## Directions
Would you reproduce, without any alteration, the lines from the opening line of the entries through the line that has "Target: man's ear" in it?

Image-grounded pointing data
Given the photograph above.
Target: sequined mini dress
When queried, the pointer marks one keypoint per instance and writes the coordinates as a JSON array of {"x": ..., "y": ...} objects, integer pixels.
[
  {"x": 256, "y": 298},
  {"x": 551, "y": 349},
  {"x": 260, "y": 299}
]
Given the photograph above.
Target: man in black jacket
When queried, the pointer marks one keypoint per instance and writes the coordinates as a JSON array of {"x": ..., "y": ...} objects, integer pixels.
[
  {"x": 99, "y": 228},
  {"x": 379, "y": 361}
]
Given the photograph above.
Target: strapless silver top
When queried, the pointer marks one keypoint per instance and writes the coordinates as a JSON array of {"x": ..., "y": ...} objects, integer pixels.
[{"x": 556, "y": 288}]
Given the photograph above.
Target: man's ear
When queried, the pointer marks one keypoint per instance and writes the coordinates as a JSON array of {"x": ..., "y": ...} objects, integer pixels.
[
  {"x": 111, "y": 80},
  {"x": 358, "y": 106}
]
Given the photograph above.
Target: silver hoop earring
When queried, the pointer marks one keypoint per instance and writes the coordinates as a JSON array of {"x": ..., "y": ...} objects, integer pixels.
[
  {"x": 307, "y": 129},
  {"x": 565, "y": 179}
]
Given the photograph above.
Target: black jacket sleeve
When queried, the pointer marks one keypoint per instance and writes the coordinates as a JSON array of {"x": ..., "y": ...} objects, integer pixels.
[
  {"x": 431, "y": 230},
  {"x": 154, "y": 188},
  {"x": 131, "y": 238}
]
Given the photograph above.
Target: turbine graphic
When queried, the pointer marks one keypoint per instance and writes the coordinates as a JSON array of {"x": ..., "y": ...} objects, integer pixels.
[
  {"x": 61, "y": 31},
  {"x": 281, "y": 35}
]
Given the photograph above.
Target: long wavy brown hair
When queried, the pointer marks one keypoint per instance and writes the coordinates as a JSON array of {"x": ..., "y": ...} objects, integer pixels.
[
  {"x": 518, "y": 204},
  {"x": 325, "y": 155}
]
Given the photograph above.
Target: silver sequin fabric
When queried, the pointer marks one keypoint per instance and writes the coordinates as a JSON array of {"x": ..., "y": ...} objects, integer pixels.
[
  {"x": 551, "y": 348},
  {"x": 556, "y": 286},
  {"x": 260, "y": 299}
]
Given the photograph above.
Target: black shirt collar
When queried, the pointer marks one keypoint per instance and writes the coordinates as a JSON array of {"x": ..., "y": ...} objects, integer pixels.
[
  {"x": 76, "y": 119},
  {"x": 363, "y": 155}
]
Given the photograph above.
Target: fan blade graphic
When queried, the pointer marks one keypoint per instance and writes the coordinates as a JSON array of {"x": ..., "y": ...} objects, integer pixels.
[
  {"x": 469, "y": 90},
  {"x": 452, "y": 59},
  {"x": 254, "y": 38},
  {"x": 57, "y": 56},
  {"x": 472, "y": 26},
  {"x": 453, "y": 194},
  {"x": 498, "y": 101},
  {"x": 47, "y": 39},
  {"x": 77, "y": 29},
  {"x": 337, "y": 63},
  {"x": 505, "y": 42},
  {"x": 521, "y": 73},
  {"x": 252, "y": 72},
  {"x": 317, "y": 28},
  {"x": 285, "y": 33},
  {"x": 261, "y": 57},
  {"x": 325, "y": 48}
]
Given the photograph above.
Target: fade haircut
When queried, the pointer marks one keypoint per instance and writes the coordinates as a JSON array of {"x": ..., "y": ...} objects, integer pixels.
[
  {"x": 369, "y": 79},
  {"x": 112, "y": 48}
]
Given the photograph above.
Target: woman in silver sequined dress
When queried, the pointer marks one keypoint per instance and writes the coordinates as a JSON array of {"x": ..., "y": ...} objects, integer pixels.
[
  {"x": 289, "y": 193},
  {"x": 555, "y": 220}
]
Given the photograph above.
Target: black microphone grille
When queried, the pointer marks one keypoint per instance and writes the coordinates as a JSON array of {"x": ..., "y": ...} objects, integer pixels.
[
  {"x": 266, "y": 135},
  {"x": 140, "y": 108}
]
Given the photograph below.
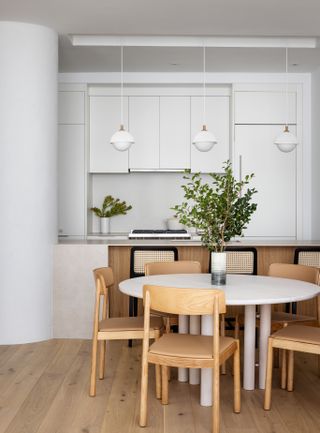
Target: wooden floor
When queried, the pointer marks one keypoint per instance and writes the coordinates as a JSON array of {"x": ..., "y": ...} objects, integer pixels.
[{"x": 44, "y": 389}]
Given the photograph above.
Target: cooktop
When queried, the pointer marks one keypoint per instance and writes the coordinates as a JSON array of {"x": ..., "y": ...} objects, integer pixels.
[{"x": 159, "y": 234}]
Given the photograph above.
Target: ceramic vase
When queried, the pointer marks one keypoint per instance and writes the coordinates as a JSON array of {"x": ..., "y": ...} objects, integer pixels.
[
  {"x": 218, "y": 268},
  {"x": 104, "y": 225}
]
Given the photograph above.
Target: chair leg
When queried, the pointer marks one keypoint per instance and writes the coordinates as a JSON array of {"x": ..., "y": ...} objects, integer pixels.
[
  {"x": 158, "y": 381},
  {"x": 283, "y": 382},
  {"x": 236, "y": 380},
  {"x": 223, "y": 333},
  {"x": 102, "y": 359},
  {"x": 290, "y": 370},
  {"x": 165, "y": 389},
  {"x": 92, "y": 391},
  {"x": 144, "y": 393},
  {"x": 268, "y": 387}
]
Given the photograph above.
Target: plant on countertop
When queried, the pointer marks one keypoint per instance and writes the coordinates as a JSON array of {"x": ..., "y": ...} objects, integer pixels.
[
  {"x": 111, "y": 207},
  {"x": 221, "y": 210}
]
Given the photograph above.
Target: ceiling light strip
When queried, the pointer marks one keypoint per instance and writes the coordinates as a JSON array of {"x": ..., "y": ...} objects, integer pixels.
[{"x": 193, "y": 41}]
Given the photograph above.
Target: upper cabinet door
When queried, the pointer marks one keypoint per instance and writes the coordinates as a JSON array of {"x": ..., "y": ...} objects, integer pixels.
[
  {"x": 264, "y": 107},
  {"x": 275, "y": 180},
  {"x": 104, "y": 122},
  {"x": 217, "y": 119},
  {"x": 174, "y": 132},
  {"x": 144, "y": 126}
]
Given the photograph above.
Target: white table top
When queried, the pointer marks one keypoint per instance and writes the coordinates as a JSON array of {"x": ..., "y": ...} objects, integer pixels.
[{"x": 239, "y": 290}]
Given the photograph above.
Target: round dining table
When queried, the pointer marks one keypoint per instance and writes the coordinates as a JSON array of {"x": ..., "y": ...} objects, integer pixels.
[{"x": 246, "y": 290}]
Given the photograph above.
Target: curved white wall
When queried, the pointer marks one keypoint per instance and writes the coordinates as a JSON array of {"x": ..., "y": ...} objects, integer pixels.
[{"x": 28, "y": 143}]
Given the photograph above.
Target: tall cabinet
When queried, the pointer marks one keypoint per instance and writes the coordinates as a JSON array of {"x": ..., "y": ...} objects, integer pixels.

## Finished exercise
Given the photograph above.
Target: sequined mini dress
When queried, the pointer marks one keypoint per instance and writes the coordinates as a JSON array of {"x": ..., "y": ...} objects, integer pixels.
[
  {"x": 256, "y": 298},
  {"x": 551, "y": 349},
  {"x": 260, "y": 299}
]
Given the photograph above.
Target: man in black jacket
When queried, the pointer marks one keypoint per instance and writes the coordinates as a JSON array of {"x": ..., "y": ...} objects, integer pixels.
[
  {"x": 99, "y": 228},
  {"x": 379, "y": 361}
]
Given the photograph above.
Target: strapless silver top
When queried, the pointer marks one keypoint per instance and writes the coordinates as a JSON array of {"x": ..., "y": ...} objects, integer pixels.
[{"x": 556, "y": 288}]
Given the photograph above.
Target: man's ear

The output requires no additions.